## What to work on:
1 - Answer these questions from the Sun Ray firmware post:
(a) What caused the flickering?
(b) Which SRSS version was installed before the author downloaded SRSS 5.2?
(c) What host address was selected for the "e1000g1" interface?
2 - Update the Sun Ray firmware post between "There is a GUI" and "flag during flashing).", inclusive, changing "key combo" to "key combination".
3 - Decide whether each statement agrees with the Sun Ray firmware post. Answer yes or no, and quote the words that decide it.
(a) The sun ray had the non-GUI firmware.
(b) SRSS 5.3 and later versions included the firmware.
(c) The NET1 port was set up as a dedicated interface for the Sun Ray.

As it turns out the flickering was caused by a single cap that went bad. I replaced it and the image looks good.


There is a GUI thing I’ve read that allows you to configure various parameters of the sun ray so I tried to bring it up. No matter what key combo I pressed it didn’t show up. Once again, bad news came. My sun ray has the non-GUI firmware. The only way to enable it is to flash a GUI firmware or a firmware with GUI enabled (the firmware shipped with SRSS 5.1 and below has separate firmware files for GUI and non-GUI while SRSS 5.2 and later both GUI and non-GUI are a single file, GUI on/off is specified with a flag during flashing).

Okay then. No big deal, all I have to do is just flash the firmware, right? Well yes but no. I would very quickly find out that I don’t have the firmware. I had SRSS 5.4 installed and turns out, 5.3 and later stopped including the firmware and that was something you needed MOS for. Great job Larry!

Okay then. No big deal, all I have to do is just download SRSS 5.2, right? Once again, for the second time, yes but no.


*cough*

2 days later I got access to edelivery again. I downloaded SRSS 5.2. I uninstalled SRSS 5.4 and installed 5.2, all I have to do now is just flash the firmware right? riiiight??? Once again, for the THIRD time, yes but no. For some reason I was able to flash the firmware with “utload“ (which has GUI disabled) but I couldn’t flash it with “utadm“ despite it being able to connect to my T5220 and start a session just fine. As I would find out after one whole day wasted, I was supposed to use a separate network served by the T5220, and this is what I did:
Setup NET1 port as a dedicated interface for Sun Ray


-bash-3.2$ sudo utadm -a e1000g1
### Warning: DHCP Service is in the maintenance mode
             There could be a problem with the DHCP configuration

### It is strongly recommended to fix the problem and then use:
### "/usr/sbin/svcadm clear svc:/network/dhcp-server:default"
### to get DHCP service out of the maintenance mode before running utadm

Do you want to Continue?  (Y/[N]): y
### Configuring /etc/nsswitch.conf
### Configuring Service information for Sun Ray
### configuring e1000g1 interface at subnet 192.168.128.0
  Selected values for interface "e1000g1"
    host address:       192.168.128.1
    net mask:           255.255.255.0
    net address:        192.168.128.0
    host name:          t5220-e1000g1
    net name:           SunRay-e1000g1
    first unit address: 192.168.128.16
    last unit address:  192.168.128.240
    auth server list:   192.168.128.1
    firmware server:    192.168.128.1
    router:             192.168.128.1
  Accept as is? ([Y]/N):
### successfully setup "/etc/hostname.e1000g1" file
### successfully setup "/etc/inet/hosts" file
### successfully setup "/etc/inet/netmasks" file
### successfully setup "/etc/inet/networks" file
### Disabling Route Advertisement
### finished install of "e1000g1" interface

### Configuring firmware version for Sun Ray
        All the units served by "t5220" on the 192.168.128.0
        network interface, running firmware other than version
        "4.3_146928-01_2011.06.03.14.41" will be upgraded at their next power-on.

## Dataset extract:
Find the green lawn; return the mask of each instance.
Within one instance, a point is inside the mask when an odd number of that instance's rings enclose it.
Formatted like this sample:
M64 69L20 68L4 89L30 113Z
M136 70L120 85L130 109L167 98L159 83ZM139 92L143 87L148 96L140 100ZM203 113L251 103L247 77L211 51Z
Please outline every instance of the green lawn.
--
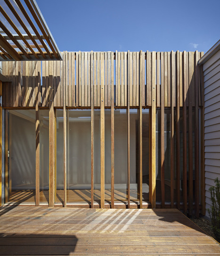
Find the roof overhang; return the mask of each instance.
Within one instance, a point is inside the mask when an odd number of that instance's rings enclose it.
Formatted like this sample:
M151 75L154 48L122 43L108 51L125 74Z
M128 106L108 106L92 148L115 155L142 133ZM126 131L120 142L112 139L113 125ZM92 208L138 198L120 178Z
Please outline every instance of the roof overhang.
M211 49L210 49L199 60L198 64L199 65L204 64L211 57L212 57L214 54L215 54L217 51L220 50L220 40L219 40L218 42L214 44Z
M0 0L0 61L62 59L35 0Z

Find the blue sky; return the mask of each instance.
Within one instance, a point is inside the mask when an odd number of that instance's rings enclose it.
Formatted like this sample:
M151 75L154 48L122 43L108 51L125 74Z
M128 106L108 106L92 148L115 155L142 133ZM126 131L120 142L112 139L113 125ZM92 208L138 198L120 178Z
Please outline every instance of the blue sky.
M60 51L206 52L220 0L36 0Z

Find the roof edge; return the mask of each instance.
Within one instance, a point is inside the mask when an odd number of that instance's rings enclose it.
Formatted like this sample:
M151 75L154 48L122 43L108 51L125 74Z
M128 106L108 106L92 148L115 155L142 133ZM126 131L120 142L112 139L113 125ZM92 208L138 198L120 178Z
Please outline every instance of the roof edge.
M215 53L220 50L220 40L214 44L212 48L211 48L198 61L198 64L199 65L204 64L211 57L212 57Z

## Expected responses:
1 -
(a) A single cap that went bad.
(b) SRSS 5.4.
(c) 192.168.128.1.

2 -
There is a GUI thing I’ve read that allows you to configure various parameters of the sun ray so I tried to bring it up. No matter what key combination I pressed it didn’t show up. Once again, bad news came. My sun ray has the non-GUI firmware. The only way to enable it is to flash a GUI firmware or a firmware with GUI enabled (the firmware shipped with SRSS 5.1 and below has separate firmware files for GUI and non-GUI while SRSS 5.2 and later both GUI and non-GUI are a single file, GUI on/off is specified with a flag during flashing).

3 -
(a) Yes: "My sun ray has the non-GUI firmware."
(b) No: "5.3 and later stopped including the firmware"
(c) Yes: "Setup NET1 port as a dedicated interface for Sun Ray"